**Short task:**
Repeat each line of the data below exactly as it appears, leaving out the pictures.

[Rows from a dataset]
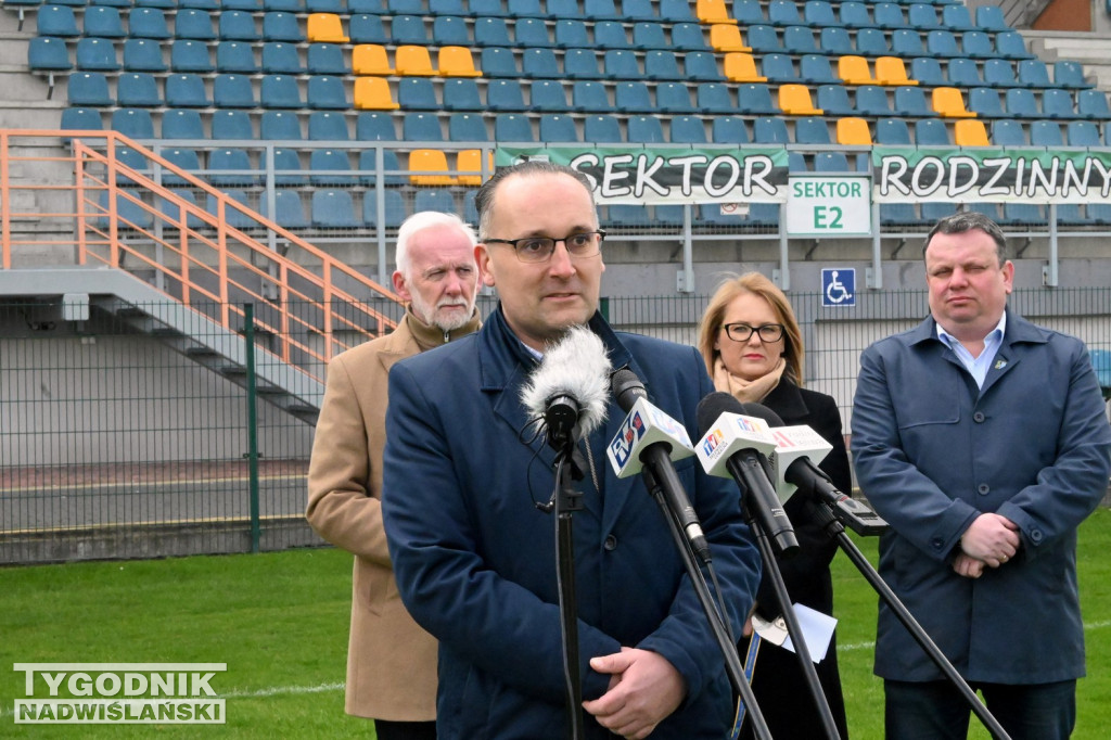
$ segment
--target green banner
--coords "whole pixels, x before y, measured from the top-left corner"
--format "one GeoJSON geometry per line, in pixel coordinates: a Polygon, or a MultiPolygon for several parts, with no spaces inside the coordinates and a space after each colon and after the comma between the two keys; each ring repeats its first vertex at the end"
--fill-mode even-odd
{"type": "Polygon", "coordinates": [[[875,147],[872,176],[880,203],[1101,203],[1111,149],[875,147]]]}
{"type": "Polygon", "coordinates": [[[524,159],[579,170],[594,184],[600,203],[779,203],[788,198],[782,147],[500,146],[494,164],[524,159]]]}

**Expected answer:**
$ segment
--target green banner
--coords "whole pixels, x before y, measured from the top-left corner"
--format "one GeoJSON geometry per line, in pixel coordinates: a Polygon, or a MultiPolygon for several parts, with no spaces inside the coordinates and a space after each colon and after the comma between the two keys; each ring repeats its first vertex at the end"
--fill-mode even-odd
{"type": "Polygon", "coordinates": [[[875,147],[872,176],[880,203],[1101,203],[1111,149],[875,147]]]}
{"type": "Polygon", "coordinates": [[[524,159],[579,170],[594,184],[600,203],[779,203],[788,198],[782,147],[500,146],[494,164],[524,159]]]}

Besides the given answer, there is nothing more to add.